◆ EXERCISE BRIEF ◆
The lines wanted run from the first one below through the one with "object: blazer sleeve". Return them exactly.
· · · · · · ·
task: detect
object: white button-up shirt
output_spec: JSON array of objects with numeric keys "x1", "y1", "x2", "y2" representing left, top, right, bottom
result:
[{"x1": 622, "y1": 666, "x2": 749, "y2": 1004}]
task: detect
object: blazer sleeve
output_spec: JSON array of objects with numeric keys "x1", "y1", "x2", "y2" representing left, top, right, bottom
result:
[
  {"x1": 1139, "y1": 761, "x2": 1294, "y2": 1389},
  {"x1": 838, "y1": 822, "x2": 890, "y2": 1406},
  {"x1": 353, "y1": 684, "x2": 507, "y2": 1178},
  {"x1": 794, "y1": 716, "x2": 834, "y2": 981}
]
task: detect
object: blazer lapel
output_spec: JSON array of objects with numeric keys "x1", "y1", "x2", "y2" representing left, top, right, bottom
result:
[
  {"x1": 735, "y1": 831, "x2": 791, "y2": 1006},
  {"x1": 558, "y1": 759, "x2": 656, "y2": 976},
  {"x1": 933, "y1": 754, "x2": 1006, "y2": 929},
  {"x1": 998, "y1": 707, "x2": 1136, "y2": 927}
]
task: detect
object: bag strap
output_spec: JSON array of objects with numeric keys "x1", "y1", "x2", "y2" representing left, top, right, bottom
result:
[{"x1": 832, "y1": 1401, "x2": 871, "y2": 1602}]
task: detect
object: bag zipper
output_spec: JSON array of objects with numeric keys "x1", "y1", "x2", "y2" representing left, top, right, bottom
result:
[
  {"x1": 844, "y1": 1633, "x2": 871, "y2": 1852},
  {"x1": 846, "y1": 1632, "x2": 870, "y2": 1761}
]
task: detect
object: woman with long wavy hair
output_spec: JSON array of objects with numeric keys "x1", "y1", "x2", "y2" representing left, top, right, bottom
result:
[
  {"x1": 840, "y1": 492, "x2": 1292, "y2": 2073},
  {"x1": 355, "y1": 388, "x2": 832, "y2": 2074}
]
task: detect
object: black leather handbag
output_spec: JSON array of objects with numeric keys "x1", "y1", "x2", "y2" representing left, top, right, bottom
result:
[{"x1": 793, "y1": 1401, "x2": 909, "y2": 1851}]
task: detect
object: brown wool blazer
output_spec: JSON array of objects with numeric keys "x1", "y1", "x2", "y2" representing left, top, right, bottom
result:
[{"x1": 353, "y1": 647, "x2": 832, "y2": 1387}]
· · · · · · ·
◆ ANSWER ◆
task: detect
object: white button-up shirt
output_spec: JSON array of objects with numeric keys "x1", "y1", "x2", "y2" representing left, top, right, bottom
result:
[{"x1": 622, "y1": 666, "x2": 749, "y2": 1004}]
task: detect
object: blazer sleeve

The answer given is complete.